Instruction 1: Set down, word for word, the part of the passage on feminism and dating that begins at the words "The mating game is" and stops after "generally, of course.".
Instruction 2: Carry the passage on feminism and dating further, picking up after its final sentence.

People will typically take advantage of whatever privilege and benefits are inherent to them, women included. Feminism gave women the opportunity to not take a backseat to men in professional, familial, or sexual realms. This is good, because it takes away a lot of that male privilege stuff that keeps women oppressed.

 

The mating game is designed in such a way that men pursue and women allow access. This means that men have to 'work' for women if they want sexual relations, and women simply don't have to do this if they don't want to. Men who don't initiate or pursue rarely, if ever, get laid. Women only need to let the men in who approach them. I'm speaking generally, of course.

 

I say this first because your question wants to know why feminism isn't present in dating. The answer is because if the mating game were to change, or 'equalize' in the way I think your question is asking, it means women would have to initiate and pursue men somewhere to the degree that men do with women now. Basically, women would have to start 'working' more for men. Ha! Can you imagine?

Given records:
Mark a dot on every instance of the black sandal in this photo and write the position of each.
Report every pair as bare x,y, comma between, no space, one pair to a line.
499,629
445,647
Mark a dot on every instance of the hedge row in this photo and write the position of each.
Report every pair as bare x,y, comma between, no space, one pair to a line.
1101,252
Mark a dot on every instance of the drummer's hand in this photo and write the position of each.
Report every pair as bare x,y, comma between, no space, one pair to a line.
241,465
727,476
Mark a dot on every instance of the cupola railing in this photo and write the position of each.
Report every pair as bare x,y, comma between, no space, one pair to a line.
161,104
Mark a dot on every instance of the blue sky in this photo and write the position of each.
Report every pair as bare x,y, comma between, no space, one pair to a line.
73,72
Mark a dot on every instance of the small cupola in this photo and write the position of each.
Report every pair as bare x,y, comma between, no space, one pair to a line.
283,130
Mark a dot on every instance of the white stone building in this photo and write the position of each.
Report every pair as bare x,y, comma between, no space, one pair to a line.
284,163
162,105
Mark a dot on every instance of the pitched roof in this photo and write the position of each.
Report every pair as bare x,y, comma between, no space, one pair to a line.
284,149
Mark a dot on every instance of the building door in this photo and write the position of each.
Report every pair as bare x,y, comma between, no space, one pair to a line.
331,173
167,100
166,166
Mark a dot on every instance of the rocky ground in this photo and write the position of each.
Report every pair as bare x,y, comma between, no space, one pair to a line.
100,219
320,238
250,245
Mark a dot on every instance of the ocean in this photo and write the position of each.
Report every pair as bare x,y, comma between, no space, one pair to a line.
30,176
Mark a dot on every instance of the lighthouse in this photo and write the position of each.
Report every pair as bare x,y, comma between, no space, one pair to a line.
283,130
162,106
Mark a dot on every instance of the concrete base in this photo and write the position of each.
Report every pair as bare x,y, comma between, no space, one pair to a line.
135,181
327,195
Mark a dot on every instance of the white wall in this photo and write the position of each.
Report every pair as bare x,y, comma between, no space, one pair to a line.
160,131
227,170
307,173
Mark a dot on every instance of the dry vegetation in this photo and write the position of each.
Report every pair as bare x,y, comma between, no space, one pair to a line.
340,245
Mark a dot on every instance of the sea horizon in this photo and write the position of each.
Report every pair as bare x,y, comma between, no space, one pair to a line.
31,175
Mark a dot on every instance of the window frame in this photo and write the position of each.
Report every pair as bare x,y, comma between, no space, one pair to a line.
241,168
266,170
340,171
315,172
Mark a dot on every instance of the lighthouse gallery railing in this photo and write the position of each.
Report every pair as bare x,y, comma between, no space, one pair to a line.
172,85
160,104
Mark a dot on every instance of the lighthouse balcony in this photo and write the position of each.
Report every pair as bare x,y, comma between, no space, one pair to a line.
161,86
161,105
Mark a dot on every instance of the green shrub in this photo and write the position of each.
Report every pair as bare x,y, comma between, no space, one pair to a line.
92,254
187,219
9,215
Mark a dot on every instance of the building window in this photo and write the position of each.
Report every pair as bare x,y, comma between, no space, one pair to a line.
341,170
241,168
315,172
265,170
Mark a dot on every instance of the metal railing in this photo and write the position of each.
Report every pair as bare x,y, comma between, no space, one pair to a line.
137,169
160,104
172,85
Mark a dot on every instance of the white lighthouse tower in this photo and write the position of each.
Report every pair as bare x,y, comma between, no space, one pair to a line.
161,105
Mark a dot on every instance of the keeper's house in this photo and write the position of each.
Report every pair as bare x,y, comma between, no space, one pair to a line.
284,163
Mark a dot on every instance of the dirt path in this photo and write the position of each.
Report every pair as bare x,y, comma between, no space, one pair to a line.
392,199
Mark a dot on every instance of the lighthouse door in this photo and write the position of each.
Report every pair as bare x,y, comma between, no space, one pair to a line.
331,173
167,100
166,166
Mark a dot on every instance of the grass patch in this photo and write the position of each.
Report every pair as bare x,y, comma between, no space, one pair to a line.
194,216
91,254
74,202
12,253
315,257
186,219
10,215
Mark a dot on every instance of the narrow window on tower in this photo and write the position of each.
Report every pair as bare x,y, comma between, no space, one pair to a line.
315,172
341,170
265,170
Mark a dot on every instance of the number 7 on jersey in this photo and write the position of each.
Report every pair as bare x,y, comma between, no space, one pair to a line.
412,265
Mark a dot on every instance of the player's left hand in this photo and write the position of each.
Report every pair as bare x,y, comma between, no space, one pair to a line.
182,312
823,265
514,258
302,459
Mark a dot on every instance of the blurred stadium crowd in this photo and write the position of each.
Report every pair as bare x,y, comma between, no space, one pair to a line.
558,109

Task response 1:
The mating game is designed in such a way that men pursue and women allow access. This means that men have to 'work' for women if they want sexual relations, and women simply don't have to do this if they don't want to. Men who don't initiate or pursue rarely, if ever, get laid. Women only need to let the men in who approach them. I'm speaking generally, of course.

Task response 2:
 

Like I said, when any of our lives are set up in a way that works in our favor, we are not going to relinquish that privilege. I see no reason why many women would start working MORE for men now, when it has only gotten better for them (men not only pursue them, but now casual sex is quite acceptable). For all of the talk on gender and sex equality that has gone on in the last several decades, I have seen very very little motivation from women around this topic of initiating and pursuing. They're not going to, unless some bizarre shift happens in our culture where they have no choice but to do so. So no, I don't see it changing.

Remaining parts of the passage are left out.